Set problem: Find the line that contains "the white seat". Then set down that line and all the lines after it, to the end of the records, exactly and with nothing added.

Extracted entries:

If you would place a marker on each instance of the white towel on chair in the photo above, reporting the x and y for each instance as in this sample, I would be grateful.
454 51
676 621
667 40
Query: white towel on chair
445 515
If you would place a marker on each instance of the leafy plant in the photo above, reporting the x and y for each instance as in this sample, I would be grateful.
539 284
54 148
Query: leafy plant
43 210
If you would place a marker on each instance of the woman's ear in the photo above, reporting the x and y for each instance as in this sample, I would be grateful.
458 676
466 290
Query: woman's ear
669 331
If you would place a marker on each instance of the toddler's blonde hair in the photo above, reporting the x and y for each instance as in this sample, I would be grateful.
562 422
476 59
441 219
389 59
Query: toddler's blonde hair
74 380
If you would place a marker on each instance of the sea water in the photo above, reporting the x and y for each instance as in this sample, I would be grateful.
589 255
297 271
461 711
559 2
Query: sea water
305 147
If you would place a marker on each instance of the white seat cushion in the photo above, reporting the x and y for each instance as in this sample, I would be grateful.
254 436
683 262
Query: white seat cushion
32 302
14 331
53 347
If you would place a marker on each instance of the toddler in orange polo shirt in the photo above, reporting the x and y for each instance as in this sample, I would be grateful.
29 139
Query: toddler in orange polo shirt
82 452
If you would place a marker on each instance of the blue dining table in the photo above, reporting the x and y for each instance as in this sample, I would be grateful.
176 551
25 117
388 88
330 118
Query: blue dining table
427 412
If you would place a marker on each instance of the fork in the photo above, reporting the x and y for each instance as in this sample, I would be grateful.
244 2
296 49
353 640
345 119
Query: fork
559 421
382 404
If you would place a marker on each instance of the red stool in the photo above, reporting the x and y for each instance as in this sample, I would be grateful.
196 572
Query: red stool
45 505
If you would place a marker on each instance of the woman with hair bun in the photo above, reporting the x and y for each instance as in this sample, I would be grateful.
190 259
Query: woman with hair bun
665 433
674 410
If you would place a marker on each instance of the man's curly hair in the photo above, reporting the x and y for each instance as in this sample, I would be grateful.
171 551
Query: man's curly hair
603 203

Answer:
If you would place a marker on each instance of the white seat cushion in the photo above, reporting the x and y for each instance as in this sample, I would be grateful.
254 436
683 262
Query: white seat cushion
32 302
14 331
53 347
If you would place a marker on each instance of the toddler in orange polo shirt in the photo above, reporting the x and y for each instance as in this sample, I would be grateful.
29 139
Query: toddler in orange polo shirt
82 452
If you would place a marker on each instance of the blue dining table in the photo above, reporting the x and y for each instance as in this sample, I would be grateful.
176 551
25 117
388 88
330 118
Query: blue dining table
427 412
If you would place a marker on each instance of the fork in the photo above, reporting the x and y for each instance as in this sample, I would be grateful.
244 2
296 49
353 640
345 119
Query: fork
559 421
382 404
If you would place a marker on each instance of the red stool in the photo above, reporting the x and y for each instance as in this sample, I would be grateful.
196 572
Query: red stool
45 505
If you would place a marker on each instance of the woman with hair bun in the photo above, reporting the x and y for each instance as in this sample, I would be grateful.
190 259
Query: woman with hair bun
665 433
674 410
If you would place a marker on each instance of the man's curly hair in the photo above, reporting the x and y for each instance as in this sample, I would be grateful.
171 551
Query: man's curly hair
603 203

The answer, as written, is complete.